Information supplied:
= Beginning of Section =

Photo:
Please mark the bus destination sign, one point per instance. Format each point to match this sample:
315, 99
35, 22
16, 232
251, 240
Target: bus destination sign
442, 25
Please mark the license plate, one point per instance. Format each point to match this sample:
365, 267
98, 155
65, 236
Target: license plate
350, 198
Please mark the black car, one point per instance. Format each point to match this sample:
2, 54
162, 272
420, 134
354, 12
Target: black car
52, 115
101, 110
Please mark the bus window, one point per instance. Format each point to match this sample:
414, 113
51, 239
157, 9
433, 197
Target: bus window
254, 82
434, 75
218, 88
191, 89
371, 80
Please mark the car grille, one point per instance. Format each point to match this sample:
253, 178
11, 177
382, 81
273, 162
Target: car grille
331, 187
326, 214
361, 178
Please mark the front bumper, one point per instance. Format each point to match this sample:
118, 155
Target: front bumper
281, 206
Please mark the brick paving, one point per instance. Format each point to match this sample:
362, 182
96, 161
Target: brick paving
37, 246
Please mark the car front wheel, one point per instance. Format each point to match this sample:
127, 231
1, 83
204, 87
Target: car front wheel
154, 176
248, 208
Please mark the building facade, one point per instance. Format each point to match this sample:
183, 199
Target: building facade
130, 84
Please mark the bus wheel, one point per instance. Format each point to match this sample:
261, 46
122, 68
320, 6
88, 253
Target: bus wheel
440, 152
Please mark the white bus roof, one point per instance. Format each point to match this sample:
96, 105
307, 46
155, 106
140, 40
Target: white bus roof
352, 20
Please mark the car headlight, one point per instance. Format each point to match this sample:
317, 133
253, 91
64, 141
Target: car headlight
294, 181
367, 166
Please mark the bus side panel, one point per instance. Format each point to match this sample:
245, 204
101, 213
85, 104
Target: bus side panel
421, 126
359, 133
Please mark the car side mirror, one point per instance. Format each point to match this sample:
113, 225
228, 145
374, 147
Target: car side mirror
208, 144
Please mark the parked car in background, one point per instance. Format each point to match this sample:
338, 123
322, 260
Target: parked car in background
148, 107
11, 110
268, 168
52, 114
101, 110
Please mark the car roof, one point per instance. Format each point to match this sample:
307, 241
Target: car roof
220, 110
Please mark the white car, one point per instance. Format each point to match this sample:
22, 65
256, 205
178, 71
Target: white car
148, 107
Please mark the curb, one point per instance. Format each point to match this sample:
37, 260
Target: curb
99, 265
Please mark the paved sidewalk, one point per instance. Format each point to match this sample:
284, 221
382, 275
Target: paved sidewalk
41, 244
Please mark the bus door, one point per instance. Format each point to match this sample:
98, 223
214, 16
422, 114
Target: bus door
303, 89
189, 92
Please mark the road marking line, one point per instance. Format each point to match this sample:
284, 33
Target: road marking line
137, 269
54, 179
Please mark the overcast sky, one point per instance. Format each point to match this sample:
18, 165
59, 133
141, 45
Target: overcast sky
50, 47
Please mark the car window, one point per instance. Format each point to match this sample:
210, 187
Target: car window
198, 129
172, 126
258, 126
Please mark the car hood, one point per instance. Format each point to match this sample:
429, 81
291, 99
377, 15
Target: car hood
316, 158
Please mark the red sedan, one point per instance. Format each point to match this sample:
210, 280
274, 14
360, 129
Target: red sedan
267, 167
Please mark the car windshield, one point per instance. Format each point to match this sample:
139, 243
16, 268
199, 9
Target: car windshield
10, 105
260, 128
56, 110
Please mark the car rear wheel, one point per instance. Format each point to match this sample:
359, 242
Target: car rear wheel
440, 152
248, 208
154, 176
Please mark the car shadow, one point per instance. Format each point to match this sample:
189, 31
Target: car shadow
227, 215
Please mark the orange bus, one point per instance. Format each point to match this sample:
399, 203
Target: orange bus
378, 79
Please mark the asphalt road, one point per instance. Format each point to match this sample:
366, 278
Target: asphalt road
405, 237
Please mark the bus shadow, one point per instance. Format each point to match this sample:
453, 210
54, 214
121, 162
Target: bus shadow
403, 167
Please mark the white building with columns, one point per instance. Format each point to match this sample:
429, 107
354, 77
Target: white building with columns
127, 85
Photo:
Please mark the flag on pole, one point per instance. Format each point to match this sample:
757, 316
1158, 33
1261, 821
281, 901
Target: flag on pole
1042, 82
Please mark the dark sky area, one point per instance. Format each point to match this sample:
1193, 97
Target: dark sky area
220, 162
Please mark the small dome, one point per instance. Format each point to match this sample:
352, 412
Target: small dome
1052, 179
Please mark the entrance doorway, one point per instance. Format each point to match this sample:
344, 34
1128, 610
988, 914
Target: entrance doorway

= End of Section =

Problem statement: Please go through the entries and show every line with the word "doorway".

Solution to this task:
Please mark the entrance doorway, one point per instance. Format each point to match this sample:
Target: entrance doorway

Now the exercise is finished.